## What is required
Read the entries below and pull out each line with the string "pendant".

## Region pointing data

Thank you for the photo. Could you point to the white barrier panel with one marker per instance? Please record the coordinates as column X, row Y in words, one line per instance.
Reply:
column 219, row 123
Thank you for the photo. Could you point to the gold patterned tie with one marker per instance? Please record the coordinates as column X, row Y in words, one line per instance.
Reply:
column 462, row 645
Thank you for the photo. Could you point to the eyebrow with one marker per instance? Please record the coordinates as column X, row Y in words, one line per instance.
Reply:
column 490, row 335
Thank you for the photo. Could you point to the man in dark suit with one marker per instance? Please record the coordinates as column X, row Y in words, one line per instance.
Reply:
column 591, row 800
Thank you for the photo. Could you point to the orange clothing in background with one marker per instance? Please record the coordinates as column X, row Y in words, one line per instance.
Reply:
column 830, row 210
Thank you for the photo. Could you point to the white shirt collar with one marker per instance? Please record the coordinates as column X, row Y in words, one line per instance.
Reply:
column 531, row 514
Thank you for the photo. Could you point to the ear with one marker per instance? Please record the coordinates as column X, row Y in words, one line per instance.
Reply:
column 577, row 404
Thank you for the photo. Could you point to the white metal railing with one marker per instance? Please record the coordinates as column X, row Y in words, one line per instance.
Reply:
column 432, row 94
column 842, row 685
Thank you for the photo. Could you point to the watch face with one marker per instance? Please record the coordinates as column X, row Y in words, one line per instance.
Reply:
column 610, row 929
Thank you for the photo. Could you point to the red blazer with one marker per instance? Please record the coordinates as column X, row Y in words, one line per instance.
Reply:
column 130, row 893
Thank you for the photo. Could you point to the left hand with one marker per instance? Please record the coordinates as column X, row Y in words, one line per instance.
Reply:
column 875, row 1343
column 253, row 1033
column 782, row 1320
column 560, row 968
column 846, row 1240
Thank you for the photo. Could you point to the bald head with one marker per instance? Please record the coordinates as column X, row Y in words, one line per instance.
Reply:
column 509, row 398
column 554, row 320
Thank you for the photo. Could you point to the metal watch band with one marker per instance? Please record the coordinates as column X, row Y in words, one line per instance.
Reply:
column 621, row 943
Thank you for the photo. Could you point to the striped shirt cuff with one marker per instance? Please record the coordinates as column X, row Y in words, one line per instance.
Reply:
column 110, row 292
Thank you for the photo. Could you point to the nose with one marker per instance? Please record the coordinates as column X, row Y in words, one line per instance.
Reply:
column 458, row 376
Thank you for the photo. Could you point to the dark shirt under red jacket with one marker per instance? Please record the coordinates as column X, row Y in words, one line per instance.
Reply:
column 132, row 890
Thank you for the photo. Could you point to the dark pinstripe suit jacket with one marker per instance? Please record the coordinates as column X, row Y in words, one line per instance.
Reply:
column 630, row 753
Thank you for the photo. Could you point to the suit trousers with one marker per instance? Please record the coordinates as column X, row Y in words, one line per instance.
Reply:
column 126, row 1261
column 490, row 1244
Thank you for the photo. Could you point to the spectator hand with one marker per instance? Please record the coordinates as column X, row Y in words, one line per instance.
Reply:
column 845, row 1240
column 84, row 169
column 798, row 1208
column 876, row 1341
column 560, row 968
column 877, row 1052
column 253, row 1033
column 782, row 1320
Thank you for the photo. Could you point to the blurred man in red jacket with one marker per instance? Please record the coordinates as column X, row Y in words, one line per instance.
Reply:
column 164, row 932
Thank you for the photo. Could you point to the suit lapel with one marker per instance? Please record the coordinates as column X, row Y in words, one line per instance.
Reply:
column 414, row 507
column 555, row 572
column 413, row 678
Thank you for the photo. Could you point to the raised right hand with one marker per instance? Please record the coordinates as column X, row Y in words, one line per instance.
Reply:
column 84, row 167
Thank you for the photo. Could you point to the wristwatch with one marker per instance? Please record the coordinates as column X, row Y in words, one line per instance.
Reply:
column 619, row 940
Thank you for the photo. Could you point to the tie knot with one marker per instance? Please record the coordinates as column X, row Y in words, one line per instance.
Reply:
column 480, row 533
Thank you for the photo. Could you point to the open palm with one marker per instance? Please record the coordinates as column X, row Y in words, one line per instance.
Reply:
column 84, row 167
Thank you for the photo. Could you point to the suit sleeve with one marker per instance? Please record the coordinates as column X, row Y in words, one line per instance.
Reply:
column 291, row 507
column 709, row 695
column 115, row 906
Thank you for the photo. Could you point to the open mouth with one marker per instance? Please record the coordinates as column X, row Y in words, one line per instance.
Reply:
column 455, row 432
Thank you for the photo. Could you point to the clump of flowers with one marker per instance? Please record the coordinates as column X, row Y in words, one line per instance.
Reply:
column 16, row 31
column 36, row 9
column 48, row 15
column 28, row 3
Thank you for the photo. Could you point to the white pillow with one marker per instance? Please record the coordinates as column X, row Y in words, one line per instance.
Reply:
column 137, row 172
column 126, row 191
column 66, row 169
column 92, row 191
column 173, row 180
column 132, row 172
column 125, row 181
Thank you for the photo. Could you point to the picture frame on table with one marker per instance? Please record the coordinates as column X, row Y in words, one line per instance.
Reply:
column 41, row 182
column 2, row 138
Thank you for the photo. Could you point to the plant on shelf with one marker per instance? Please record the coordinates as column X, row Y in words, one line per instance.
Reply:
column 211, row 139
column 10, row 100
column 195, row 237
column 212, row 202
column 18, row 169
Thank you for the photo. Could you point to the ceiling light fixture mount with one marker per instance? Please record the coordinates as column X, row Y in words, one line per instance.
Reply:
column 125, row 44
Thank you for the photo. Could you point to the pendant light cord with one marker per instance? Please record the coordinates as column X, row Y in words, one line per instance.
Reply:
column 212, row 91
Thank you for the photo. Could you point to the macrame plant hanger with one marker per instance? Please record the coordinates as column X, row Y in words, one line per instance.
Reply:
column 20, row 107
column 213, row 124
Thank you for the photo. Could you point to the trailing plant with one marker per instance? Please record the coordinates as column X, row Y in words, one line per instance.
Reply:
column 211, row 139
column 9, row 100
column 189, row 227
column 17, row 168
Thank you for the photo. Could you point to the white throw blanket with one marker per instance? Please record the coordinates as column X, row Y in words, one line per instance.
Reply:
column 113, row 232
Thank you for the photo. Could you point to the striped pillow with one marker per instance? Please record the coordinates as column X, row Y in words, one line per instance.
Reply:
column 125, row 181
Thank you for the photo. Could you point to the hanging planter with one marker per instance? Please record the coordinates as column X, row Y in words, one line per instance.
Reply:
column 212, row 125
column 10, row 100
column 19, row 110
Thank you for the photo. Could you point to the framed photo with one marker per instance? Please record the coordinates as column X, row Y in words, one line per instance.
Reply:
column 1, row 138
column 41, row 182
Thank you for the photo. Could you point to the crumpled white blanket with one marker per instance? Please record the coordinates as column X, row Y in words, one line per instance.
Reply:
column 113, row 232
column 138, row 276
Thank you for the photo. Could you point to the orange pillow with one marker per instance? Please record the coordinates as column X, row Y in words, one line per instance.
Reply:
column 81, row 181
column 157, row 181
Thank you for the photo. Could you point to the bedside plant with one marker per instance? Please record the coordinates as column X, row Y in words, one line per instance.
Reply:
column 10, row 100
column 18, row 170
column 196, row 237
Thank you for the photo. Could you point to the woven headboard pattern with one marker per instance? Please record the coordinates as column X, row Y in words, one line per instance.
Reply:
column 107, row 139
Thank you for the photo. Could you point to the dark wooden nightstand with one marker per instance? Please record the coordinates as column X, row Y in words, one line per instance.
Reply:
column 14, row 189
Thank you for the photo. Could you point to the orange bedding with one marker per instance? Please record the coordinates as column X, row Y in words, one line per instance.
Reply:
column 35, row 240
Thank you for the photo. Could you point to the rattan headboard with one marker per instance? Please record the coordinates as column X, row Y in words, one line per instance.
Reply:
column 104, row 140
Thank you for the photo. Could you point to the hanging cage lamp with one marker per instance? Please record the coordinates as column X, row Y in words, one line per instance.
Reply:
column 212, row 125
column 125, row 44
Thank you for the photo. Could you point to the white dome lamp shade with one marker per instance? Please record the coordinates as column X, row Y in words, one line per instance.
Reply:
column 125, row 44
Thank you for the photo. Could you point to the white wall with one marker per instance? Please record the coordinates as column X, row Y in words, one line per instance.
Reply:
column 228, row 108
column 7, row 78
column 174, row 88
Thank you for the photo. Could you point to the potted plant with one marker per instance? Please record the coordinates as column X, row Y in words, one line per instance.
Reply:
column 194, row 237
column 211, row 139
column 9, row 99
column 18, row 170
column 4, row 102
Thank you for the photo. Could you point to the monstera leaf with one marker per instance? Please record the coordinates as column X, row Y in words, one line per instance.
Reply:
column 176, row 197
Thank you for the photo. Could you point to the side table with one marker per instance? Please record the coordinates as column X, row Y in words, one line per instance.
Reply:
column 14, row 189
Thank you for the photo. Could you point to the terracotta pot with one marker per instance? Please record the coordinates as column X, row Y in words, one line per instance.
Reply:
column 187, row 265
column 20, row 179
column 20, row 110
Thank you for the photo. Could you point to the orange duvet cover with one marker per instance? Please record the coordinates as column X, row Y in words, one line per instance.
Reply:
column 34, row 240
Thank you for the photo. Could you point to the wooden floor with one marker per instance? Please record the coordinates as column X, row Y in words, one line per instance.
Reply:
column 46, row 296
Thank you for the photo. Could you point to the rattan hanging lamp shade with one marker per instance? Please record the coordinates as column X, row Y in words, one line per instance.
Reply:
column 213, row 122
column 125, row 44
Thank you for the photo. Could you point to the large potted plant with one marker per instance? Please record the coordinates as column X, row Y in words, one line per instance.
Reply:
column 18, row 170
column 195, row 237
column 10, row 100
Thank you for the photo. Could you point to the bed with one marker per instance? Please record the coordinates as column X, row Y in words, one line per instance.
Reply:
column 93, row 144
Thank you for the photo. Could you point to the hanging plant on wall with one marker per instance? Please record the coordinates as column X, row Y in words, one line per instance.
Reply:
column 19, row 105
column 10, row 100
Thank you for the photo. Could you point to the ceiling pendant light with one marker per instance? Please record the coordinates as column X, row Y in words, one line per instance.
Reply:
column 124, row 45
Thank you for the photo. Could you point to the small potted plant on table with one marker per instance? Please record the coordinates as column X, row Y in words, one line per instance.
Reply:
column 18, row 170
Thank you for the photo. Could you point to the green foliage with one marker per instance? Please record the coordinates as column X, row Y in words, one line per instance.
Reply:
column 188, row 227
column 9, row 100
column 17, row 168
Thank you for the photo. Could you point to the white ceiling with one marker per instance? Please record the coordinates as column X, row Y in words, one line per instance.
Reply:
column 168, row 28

## Answer to this task
Thank you for the photo. Could you point to the pendant light cord with one marker per instance? Please record the coordinates as column X, row Y in words, one line per instance.
Thank you for the photo. Could you point to the ceiling pendant light with one marker per instance? Please record the coordinates as column X, row Y in words, one line per instance.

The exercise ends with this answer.